**ENUNCIADO A:** Reescribe el pasaje del texto sobre el museo cofrade de Cádiz que empieza con las palabras que contienen "En estos días" y termina con "por nuestras calles.", poniendo "inmóvil" en lugar de "estático".
━━━
En estos días en los que hemos tenido la suerte de vivir momentos tan apasionantes desde el punto de vista emocional con las extraordinarias de Sanidad, la Patrona y el Nazareno, me pregunto
hasta qué punto tiene sentido un museo estático de nuestras hermandades, cuando en realidad el mayor y más espectacular museo cofrade es el que transita por nuestras calles.
Si hay algo que deba ser declarado como patrimonio de la humanidad y que no precise de ningún título conferido por la Unesco, es el
patrimonio de nuestras cofradías, y para ser más exactos el patrimonio devocional que no necesita más alberges que los aposentos del alma. Una herencia con
triple valor: el artístico, el divino y el humano.
En el ámbito artístico, las cofradías consiguen algo insólito a lo que
no alcanzan ni el Museo del Prado, ni el Louvre, ni siquiera los Museos Vaticanos de Roma. Se trata de una práctica que pasa no solo por conservar el arte de manera estática, sino por hacer del arte un movimiento y una aparición en los lugares más inesperados. ¿Se imaginan que
desde el tresillo de casa pudiéramos ver pasar por la ventana, cual si de un cuadro se tratara, Las Meninas de Velázquez, La Venus de Milo o el enorme fresco de El Juicio Final de Miguel Ángel? Pues eso es algo que sí consiguen las cofradías en su rama puramente artística y patrimonial.
Pasar por debajo de nuestros hogares y hacernos sombra en las vitrinas del salón con obras de Juan de Mesa, Montes de Oca o Jacinto Pimentel. Escultores e imagineros que plasmaron con su arte la sobriedad clásica propia del Renacimiento y aportaron una enorme profundidad en la escultura del Barroco.
Ocurre lo mismo con el
patrimonio musical, donde partituras de Font de Anta, Eduardo López Juarranz o Joaquín Turina, apelan a las emociones y a los sentidos, fabricando una música en el aire de nuestras calles que retumba en nuestros cristales como si de la mismísima Orquesta Filarmónica de Viena se tratara.
Por último y no por ello menos importante, en el plano meramente divino, es aun más admirable si cabe, que a nuestros ancianos e impedidos, les baste con
solo asomarse al balcón para cruzarse con el mismo Jesús Nazareno de Santa María al que sus piernas ya no les permiten visitar, como tantas veces lo hicieron en los años más ágiles de sus vidas.
Digamos que la Semana Santa tiene la
capacidad de llevar a Dios a la casa del creyente y al mismo tiempo de manera indirecta de acercar una auténtica pieza de museo al hogar de aquel entusiasta del arte y la historia.
Y es que el auténtico museo cofrade de Cádiz
tiene su entrada en la avenida José León de Carranza, es gratuito, tiene obras de Pimentel, Montes de Oca y la Roldana y
su puerta de salida es una puerta abierta al mar de la Alameda junto a la Iglesia del Carmen.
Es nuestro máximo legado, salvaguardar el arte y la historia para nuestras futuras generaciones y que nunca les falte a nuestros vecinos y paisanos la
viva imagen de sus devociones más veneradas, que son el patrimonio de nuestra propia humanidad.
━━━
**ENUNCIADO B:** Enumera, copiándolas, todas las líneas de los registros en las que aparece la cadena "Target".
━━━
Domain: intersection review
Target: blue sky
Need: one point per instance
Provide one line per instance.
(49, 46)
━━━
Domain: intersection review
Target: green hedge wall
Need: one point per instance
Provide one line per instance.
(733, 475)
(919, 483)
━━━
**RESPUESTA ESCRITA A:**
En estos días en los que hemos tenido la suerte de vivir momentos tan apasionantes desde el punto de vista emocional con las extraordinarias de Sanidad, la Patrona y el Nazareno, me pregunto
hasta qué punto tiene sentido un museo inmóvil de nuestras hermandades, cuando en realidad el mayor y más espectacular museo cofrade es el que transita por nuestras calles.

**RESPUESTA ESCRITA B:**
Target: blue sky
Target: green hedge wall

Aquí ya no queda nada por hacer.